> _WHAT TO WORK ON_: Set down the material below in full, matching it exactly.

==== SUPPLIED RECORDS

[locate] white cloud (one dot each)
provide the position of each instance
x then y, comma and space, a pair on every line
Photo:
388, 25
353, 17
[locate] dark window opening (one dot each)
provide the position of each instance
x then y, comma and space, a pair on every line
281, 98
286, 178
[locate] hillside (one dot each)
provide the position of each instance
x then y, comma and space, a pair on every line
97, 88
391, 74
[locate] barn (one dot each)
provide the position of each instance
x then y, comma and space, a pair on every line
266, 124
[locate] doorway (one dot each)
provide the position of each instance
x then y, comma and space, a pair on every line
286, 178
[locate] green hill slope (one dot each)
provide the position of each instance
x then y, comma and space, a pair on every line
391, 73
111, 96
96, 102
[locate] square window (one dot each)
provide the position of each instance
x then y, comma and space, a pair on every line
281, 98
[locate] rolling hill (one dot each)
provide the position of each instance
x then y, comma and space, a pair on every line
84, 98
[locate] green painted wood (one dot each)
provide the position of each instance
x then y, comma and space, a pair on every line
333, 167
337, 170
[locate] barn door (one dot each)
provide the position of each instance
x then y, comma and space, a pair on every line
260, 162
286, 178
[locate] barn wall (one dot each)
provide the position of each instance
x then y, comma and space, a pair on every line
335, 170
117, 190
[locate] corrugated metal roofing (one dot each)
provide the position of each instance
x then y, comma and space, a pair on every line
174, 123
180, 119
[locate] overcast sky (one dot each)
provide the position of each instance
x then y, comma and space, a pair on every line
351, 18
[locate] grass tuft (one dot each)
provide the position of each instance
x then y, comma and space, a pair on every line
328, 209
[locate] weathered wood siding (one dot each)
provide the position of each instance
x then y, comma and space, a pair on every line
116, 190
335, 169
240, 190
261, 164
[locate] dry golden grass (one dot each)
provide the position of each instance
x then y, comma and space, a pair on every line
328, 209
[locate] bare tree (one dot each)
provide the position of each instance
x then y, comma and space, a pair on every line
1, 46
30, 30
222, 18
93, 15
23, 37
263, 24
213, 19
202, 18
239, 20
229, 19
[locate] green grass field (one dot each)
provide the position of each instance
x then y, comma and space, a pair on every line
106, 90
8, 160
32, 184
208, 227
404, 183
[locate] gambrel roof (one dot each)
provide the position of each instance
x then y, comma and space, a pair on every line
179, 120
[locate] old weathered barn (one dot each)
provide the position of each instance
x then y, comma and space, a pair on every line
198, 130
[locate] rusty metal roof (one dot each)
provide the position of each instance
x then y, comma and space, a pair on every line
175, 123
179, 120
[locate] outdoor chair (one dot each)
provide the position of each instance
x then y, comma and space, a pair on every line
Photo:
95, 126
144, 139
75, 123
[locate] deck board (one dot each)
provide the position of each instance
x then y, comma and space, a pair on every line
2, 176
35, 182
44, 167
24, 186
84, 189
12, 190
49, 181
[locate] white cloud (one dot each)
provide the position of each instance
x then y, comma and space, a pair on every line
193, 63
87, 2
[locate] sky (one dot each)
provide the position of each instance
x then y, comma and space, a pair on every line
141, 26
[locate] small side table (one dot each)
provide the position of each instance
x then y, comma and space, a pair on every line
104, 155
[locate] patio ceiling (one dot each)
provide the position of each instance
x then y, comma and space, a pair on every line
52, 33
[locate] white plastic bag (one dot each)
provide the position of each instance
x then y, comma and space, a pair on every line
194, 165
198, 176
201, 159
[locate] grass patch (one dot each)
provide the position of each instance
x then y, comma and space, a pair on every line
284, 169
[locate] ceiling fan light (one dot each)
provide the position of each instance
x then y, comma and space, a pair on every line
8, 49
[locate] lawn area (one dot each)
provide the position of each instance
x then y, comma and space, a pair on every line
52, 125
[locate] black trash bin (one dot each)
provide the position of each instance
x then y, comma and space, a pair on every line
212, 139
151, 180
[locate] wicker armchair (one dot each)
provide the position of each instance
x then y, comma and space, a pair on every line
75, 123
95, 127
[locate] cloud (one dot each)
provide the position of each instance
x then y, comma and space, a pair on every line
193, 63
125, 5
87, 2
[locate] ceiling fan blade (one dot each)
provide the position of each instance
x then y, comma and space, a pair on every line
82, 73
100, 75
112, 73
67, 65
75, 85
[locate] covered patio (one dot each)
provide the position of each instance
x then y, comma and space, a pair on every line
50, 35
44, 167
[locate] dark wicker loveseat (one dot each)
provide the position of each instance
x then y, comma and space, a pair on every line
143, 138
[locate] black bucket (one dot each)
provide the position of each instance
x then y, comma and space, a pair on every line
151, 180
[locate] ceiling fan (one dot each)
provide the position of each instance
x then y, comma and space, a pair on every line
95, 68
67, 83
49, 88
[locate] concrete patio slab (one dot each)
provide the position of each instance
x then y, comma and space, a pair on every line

========

> _RESULT FOR THIS TASK_:
[locate] white cloud (one dot each)
provide the position of each instance
x then y, comma and space, a pair on every line
Photo:
388, 25
353, 17
[locate] dark window opening (one dot each)
provide the position of each instance
x then y, comma and space, a pair on every line
281, 98
286, 178
[locate] hillside (one dot each)
provide the position of each instance
x then y, comma and space, a pair on every line
97, 88
391, 74
[locate] barn (one dot each)
provide the position of each instance
x then y, comma and space, a pair on every line
266, 124
[locate] doorway (one dot each)
provide the position of each instance
x then y, comma and space, a pair on every line
286, 178
[locate] green hill slope (one dot each)
provide the position of each instance
x then y, comma and space, a pair on every line
391, 73
111, 96
96, 102
[locate] square window (one dot each)
provide the position of each instance
x then y, comma and space, a pair on every line
281, 98
[locate] rolling hill (one dot each)
provide the position of each instance
x then y, comma and space, a pair on every line
84, 98
[locate] green painted wood (one dot each)
provide the position of each instance
x then y, comma and space, a pair on every line
333, 167
337, 170
[locate] barn door (one dot each)
provide the position of each instance
x then y, comma and space, a pair on every line
260, 162
286, 178
[locate] barn wall (one dot each)
provide the position of each instance
x then y, comma and space, a pair on every line
335, 170
117, 190
[locate] corrugated metal roofing (one dot each)
provide the position of each instance
x then y, comma and space, a pair on every line
174, 123
180, 119
[locate] overcast sky (one dot each)
provide the position of each instance
x then y, comma and space, a pair on every line
351, 18
[locate] grass tuft (one dot each)
provide the position of each instance
x then y, comma and space, a pair on every line
328, 209
[locate] weathered wood siding (one dot each)
provide the position of each instance
x then y, comma and space, a pair on every line
116, 190
335, 169
240, 190
261, 164
[locate] dry golden grass (one dot each)
provide the position of each instance
x then y, comma and space, a pair on every line
328, 209
[locate] bare tree (one dot each)
provide the position of each instance
x then y, comma and space, a pair on every line
1, 46
30, 30
222, 18
93, 15
23, 37
263, 24
213, 19
202, 18
239, 20
229, 19
[locate] green grass field (one dot each)
provide the position of each instance
x then y, comma and space, a pair on every line
106, 90
8, 160
32, 184
208, 227
404, 183
[locate] gambrel roof (one dot each)
provide the position of each instance
x then y, comma and space, a pair on every line
179, 120
[locate] old weathered barn (one dot each)
provide the position of each instance
x then y, comma and space, a pair on every line
198, 130
[locate] rusty metal roof (one dot each)
provide the position of each instance
x then y, comma and space, a pair on every line
175, 123
179, 120
[locate] outdoor chair (one dot each)
provide the position of each instance
x then y, comma and space, a pair on every line
Photo:
95, 126
144, 139
75, 123
[locate] deck board (one dot each)
provide the position of each instance
x then y, comma and space, a pair on every line
2, 176
35, 182
44, 167
24, 186
84, 189
12, 190
49, 181
[locate] white cloud (one dot each)
provide the position of each instance
x then y, comma and space, a pair on every line
193, 63
87, 2
[locate] sky (one dot each)
provide the position of each instance
x then y, comma and space, a pair on every line
141, 26
[locate] small side table (one dot each)
provide the position of each instance
x then y, comma and space, a pair on every line
104, 155
[locate] patio ceiling (one dot each)
provide the position of each instance
x then y, comma and space, a pair on every line
52, 33
[locate] white plastic bag (one dot each)
provide the position of each instance
x then y, comma and space, a pair on every line
194, 165
198, 176
201, 159
[locate] grass patch (one dot each)
provide the position of each instance
x then y, comma and space, a pair on every line
284, 169
[locate] ceiling fan light (one dot each)
provide the position of each instance
x then y, comma and space, a pair on every line
8, 49
[locate] lawn area (one dot each)
provide the position of each instance
x then y, comma and space, a pair on every line
52, 125
[locate] black trash bin (one dot each)
provide the position of each instance
x then y, comma and space, a pair on every line
212, 139
151, 180
[locate] wicker armchair (one dot each)
provide the position of each instance
x then y, comma and space, a pair on every line
75, 123
95, 127
[locate] cloud (one dot each)
provide the position of each instance
x then y, comma and space, a pair on every line
193, 63
125, 5
87, 2
[locate] ceiling fan blade (one dot each)
provide the position of each instance
x then y, comma and space, a pair on every line
82, 73
100, 75
112, 73
67, 65
75, 85
[locate] covered patio (one dot each)
provide the position of each instance
x then y, comma and space, a pair on every line
50, 35
44, 167
[locate] dark wicker loveseat (one dot each)
provide the position of each instance
x then y, comma and space, a pair on every line
143, 138
[locate] black bucket (one dot each)
provide the position of each instance
x then y, comma and space, a pair on every line
151, 180
[locate] ceiling fan (one dot each)
provide the position of each instance
x then y, comma and space, a pair on every line
95, 68
67, 83
49, 88
[locate] concrete patio slab (one dot each)
provide the position of each instance
x then y, comma and space, a pair on every line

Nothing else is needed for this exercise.